*Records shown:*

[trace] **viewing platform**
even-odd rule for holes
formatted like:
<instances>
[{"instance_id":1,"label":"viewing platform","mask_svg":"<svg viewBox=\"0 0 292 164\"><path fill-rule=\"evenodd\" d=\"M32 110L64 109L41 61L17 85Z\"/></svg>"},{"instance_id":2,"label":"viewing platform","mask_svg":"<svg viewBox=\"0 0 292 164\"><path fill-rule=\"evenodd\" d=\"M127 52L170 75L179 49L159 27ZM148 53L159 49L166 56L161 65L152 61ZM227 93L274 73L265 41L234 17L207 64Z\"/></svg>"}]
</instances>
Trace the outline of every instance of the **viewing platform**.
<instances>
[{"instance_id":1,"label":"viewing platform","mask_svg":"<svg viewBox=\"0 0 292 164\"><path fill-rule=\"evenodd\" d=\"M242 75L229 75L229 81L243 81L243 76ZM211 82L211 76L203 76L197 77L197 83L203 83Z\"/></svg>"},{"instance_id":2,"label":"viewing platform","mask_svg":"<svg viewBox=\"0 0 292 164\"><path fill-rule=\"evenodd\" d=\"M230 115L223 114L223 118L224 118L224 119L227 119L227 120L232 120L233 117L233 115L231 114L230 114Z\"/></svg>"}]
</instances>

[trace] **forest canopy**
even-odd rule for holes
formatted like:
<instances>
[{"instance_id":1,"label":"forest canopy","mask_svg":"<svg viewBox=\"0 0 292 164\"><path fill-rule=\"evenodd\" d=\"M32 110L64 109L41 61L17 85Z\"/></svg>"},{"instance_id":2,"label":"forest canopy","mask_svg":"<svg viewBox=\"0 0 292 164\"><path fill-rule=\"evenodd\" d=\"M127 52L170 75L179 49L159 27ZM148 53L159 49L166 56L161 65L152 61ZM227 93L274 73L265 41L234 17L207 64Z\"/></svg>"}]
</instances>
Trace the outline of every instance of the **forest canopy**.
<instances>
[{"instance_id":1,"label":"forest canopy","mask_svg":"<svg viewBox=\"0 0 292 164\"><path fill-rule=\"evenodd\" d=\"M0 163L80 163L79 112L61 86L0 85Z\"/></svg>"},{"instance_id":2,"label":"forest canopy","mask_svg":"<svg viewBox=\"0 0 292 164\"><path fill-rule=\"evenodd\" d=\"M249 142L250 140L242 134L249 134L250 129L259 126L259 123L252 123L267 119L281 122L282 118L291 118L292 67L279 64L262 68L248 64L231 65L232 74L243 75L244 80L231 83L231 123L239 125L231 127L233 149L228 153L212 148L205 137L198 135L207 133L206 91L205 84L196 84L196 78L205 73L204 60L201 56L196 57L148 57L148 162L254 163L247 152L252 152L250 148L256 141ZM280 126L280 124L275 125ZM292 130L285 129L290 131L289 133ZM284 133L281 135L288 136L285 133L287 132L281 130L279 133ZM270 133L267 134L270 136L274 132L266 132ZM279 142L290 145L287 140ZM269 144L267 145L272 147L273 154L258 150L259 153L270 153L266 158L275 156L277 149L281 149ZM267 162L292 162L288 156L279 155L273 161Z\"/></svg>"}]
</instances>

*Brief:* Tally the lines in the entries above that contain the word "outline", and reply with only that number.

*Output of the task:* 2